Scale every item below by writing out all its lines again, requests included, with each coordinate in the answers multiplied by 0.55 and rounded to the nearest whole number, halves rounded up. Leave the requests and their wording unchanged.
[BEGIN Supplied data]
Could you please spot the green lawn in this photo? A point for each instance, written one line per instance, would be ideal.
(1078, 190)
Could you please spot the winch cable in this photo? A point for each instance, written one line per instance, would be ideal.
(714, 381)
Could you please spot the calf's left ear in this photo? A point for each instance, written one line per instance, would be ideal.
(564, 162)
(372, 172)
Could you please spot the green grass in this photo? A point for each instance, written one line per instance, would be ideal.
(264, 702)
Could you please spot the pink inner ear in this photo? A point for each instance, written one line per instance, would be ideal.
[END Supplied data]
= Response to this exercise =
Could you please spot the green lawn in this photo? A point for each instance, written one line per instance, would be ideal.
(593, 105)
Could you please spot the winch cable in this photo? A point for each instance, written one line per instance, would be ideal.
(393, 210)
Could you please spot the calf's left ear in this photo? A point for each instance, written one line per instance, would be ideal.
(310, 89)
(205, 95)
Could you please spot the green grass in this photo? A point for each instance, written one line per instance, would be ideal.
(145, 386)
Could you please spot the pink inner ear in this photo? A point for each instance, written one line per instance, would be ideal.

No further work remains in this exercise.